[Records from a point annotation dataset]

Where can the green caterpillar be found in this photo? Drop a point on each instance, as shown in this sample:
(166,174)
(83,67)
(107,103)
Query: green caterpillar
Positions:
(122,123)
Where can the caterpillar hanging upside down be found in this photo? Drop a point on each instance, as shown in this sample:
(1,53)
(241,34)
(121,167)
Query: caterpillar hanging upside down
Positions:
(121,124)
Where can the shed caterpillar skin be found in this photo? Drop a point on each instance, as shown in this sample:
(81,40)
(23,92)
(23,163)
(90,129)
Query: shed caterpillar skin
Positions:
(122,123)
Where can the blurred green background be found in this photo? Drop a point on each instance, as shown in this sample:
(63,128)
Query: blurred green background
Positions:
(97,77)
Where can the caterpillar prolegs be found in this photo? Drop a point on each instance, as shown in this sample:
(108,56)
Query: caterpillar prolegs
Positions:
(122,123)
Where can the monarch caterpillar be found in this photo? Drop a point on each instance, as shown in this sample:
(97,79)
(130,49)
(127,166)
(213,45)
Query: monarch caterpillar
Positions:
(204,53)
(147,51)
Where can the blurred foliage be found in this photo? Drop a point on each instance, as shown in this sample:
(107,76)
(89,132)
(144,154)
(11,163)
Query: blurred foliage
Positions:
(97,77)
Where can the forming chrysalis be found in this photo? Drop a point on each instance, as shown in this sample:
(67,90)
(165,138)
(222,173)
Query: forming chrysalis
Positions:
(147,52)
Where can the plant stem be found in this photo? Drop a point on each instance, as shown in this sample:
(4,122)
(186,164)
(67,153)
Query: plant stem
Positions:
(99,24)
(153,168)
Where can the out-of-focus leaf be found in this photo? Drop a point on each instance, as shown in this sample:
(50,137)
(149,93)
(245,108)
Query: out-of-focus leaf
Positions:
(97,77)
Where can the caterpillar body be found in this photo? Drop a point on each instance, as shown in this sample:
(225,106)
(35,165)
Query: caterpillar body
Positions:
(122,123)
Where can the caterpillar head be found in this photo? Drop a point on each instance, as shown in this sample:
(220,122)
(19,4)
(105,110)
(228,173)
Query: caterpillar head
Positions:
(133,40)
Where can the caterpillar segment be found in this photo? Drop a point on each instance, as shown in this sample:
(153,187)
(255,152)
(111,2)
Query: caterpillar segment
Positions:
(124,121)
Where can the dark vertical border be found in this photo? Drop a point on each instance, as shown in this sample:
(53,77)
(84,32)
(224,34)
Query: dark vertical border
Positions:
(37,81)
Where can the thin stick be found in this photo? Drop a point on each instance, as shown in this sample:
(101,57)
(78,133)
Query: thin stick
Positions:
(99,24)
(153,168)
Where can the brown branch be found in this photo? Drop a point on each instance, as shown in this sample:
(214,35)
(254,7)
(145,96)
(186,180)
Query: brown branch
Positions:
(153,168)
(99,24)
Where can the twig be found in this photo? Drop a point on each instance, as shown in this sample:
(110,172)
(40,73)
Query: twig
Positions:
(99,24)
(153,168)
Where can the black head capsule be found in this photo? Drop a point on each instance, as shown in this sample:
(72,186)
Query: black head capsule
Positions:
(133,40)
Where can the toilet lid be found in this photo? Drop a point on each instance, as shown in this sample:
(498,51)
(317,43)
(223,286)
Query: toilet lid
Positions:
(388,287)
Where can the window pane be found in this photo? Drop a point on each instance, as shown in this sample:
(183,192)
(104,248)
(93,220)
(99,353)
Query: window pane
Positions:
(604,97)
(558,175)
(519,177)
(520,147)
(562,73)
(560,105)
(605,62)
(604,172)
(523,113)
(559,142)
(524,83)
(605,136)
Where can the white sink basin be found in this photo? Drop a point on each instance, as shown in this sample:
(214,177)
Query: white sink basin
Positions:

**Exercise prompt**
Copy out all of the records above verbatim, line for line.

**Output of the exercise**
Where can the green caterpillar be found in this photo? Drop a point on each instance, as shown in this sample:
(166,174)
(83,67)
(107,103)
Query: green caterpillar
Positions:
(122,123)
Where can the caterpillar hanging upside down be found in this photo? Drop a point on each instance, as shown in this sample:
(1,53)
(241,34)
(121,167)
Query: caterpillar hanging upside down
Positions:
(121,124)
Where can the shed caterpillar skin be found in this photo? Drop a point on each instance, as shown in this sample:
(81,40)
(23,92)
(23,163)
(90,129)
Query: shed caterpillar skin
Positions:
(122,123)
Where can the blurred green background be found in this photo? Drop a point on each instance, as shown in this sample:
(63,128)
Query: blurred green background
Positions:
(97,77)
Where can the caterpillar prolegs be found in this photo? Drop a point on each instance, as shown in this sample:
(108,56)
Query: caterpillar prolegs
Positions:
(122,123)
Where can the monarch caterpillar be found in this photo? Drop a point on each instance, as shown in this sample:
(97,79)
(130,49)
(127,166)
(213,45)
Query: monarch caterpillar
Positions:
(204,53)
(147,51)
Where can the blurred foliage be found in this photo? Drop a point on each instance, as shown in this sample:
(107,76)
(89,132)
(144,154)
(11,163)
Query: blurred foliage
Positions:
(97,77)
Where can the forming chrysalis be found in this photo? Drop a point on each instance, as shown in this sample:
(67,90)
(165,138)
(222,173)
Query: forming chrysalis
Positions:
(147,52)
Where can the plant stem be found in this photo? Drop a point on each instance, as shown in this sample:
(4,122)
(186,164)
(67,153)
Query: plant stem
Positions:
(99,24)
(153,168)
Where can the out-of-focus leaf be found in this photo? Drop a point on each instance, as shown in this sample:
(50,137)
(149,93)
(245,108)
Query: out-of-focus leaf
Positions:
(97,77)
Where can the caterpillar body be found in this photo? Drop a point on each instance, as shown in this sample:
(225,106)
(35,165)
Query: caterpillar body
Positions:
(122,123)
Where can the caterpillar head be found in this photo? Drop a point on each instance, as shown in this sample:
(220,122)
(19,4)
(105,110)
(228,173)
Query: caterpillar head
Positions:
(133,40)
Where can the caterpillar segment be found in this photo? Drop a point on each instance, as shown in this sample:
(153,187)
(255,152)
(111,2)
Query: caterpillar segment
Positions:
(124,121)
Where can the dark vertical border be found in this photo? Drop a point on each instance, as shown in this sample:
(53,77)
(84,32)
(224,34)
Query: dark vertical border
Positions:
(37,81)
Where can the thin stick be found in this photo? Drop a point on each instance, as shown in this sample:
(101,57)
(78,133)
Query: thin stick
Positions:
(99,24)
(153,168)
Where can the brown branch be found in this photo? Drop a point on each instance, as shown in this sample:
(214,35)
(254,7)
(145,96)
(186,180)
Query: brown branch
Positions:
(153,168)
(99,24)
Where can the twig be found in this photo? Drop a point on each instance, as shown in this sample:
(110,172)
(40,73)
Query: twig
Positions:
(99,24)
(153,168)
Where can the black head capsule be found in this photo? Drop a point on each instance, as shown in this sample:
(72,186)
Query: black head capsule
Positions:
(133,40)
Where can the toilet lid be found in this photo? Drop a point on each instance, as shown in this sample:
(498,51)
(317,43)
(223,286)
Query: toilet lid
Positions:
(388,287)
Where can the window pane be found in this photo? Drop a point on each instance, as shown in this sample:
(183,192)
(104,248)
(93,220)
(99,353)
Query: window pane
Positions:
(604,97)
(558,175)
(519,177)
(520,147)
(562,73)
(560,105)
(605,62)
(604,172)
(523,113)
(559,142)
(524,83)
(605,136)
Where can the white sink basin be found in this photo? Drop a point on each instance, as shown in this sample:
(214,177)
Query: white sink basin
Positions:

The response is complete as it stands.